• PROBLEMS TO SOLVE:
**1.** How would you render this sentence from the F650GS thread in Spanish: "It was a demo and it had been dropped, which is also perfect for a new rider."
**2.** Can you transcribe the F650GS thread, everything from "My fiancee took" down to "selling my Honda."?

• DOCUMENT SEGMENT:
Begin

# Some F650GS pics



## JonM (Jan 28, 2002)

My fiancee took the MSF course last year and earlier this year we bought her a bike. F650GS (the new twin engine). Lowered suspension and lowered seat which made it fit her perfectly. It was a demo and it had been dropped, which is also perfect for a new rider. I am not in to the whole off road/dual sport thing (yet) but she is from Eastern Washington and was laser-focused on dual sports.


----------



## Vanos4:12PM (Apr 20, 2007)

Very nice. I have always liked the 650. I hope to get a BMW bike someday after selling my Honda.


----------



## Ryan... (Dec 16, 2008)

Also not into the dual purpose bikes, but it looks nice!


----------



## AndrewZ (Feb 1, 2006)

Ryans E39 said:


> Also not into the dual purpose bikes, but it looks nice!

End

• SUPPLIED INFORMATION:
Begin

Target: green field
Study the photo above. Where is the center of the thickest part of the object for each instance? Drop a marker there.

End

• REPLIES:
**1.** Era una moto de demostración y ya la habían tirado al suelo, lo que también es perfecto para alguien que recién empieza a conducir.

**2.**
My fiancee took the MSF course last year and earlier this year we bought her a bike. F650GS (the new twin engine). Lowered suspension and lowered seat which made it fit her perfectly. It was a demo and it had been dropped, which is also perfect for a new rider. I am not in to the whole off road/dual sport thing (yet) but she is from Eastern Washington and was laser-focused on dual sports.


----------



## Vanos4:12PM (Apr 20, 2007)

Very nice. I have always liked the 650. I hope to get a BMW bike someday after selling my Honda.